EXERCISE TASK: Show every line of the entries below that contains the string "result". Match case exactly.

════

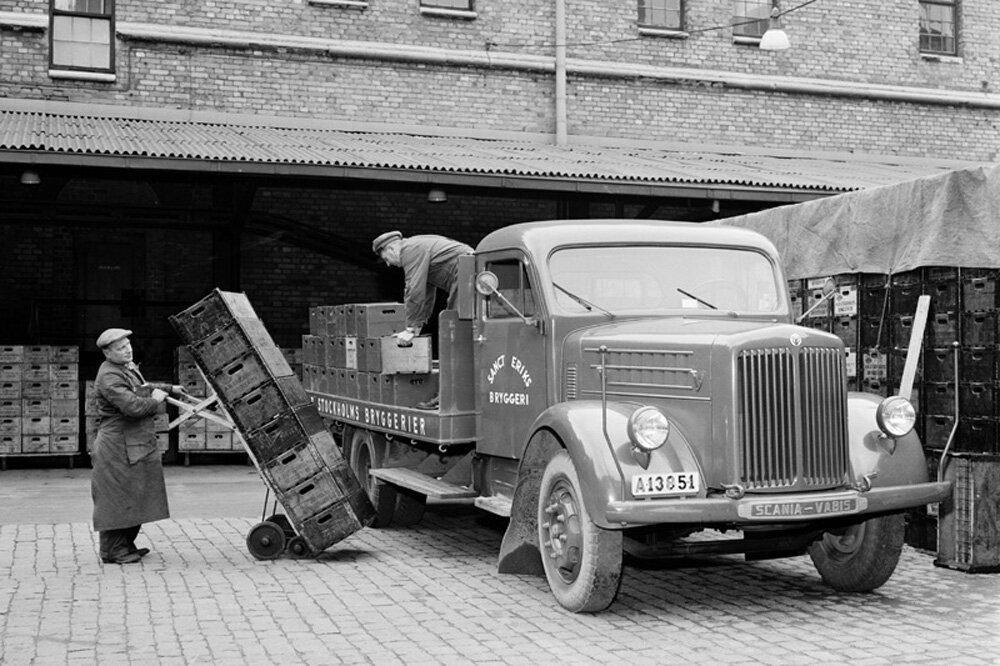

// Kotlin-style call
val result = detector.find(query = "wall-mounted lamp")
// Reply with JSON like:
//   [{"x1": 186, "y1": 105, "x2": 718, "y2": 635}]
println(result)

════

FULL RESPONSE:
val result = detector.find(query = "wall-mounted lamp")
println(result)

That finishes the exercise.